| Input material |
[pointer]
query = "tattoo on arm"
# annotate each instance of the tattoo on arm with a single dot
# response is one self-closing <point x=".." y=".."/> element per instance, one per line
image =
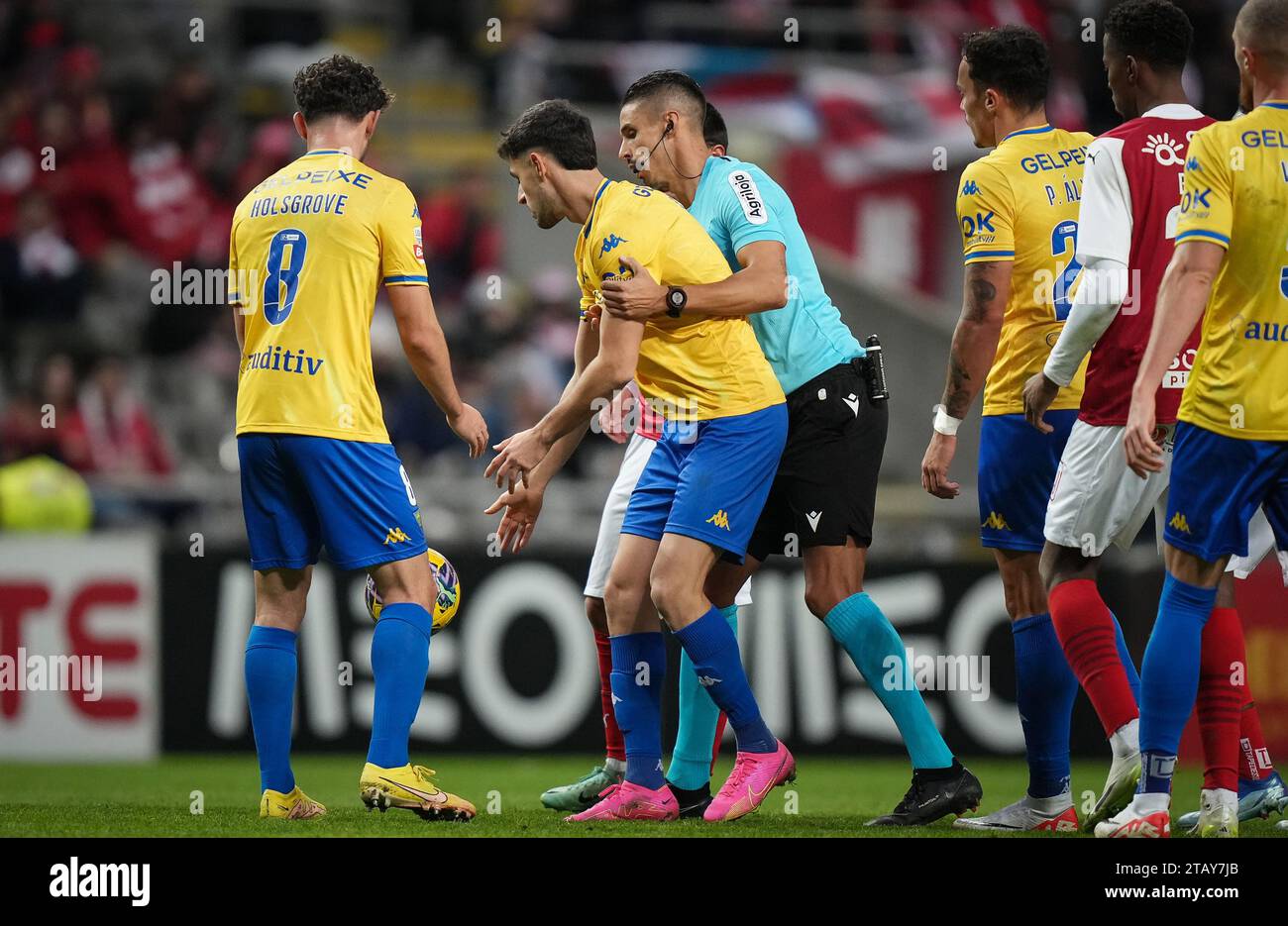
<point x="957" y="395"/>
<point x="978" y="307"/>
<point x="979" y="294"/>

| Problem |
Copy the records above word for word, including every line, but leave the pictures out.

| Answer to this exercise |
[pointer]
query = "tattoo on arm"
# annotate each instance of the tattoo on arm with a single dot
# response is one self-closing <point x=".." y=".."/> element per instance, one per line
image =
<point x="957" y="395"/>
<point x="978" y="307"/>
<point x="979" y="294"/>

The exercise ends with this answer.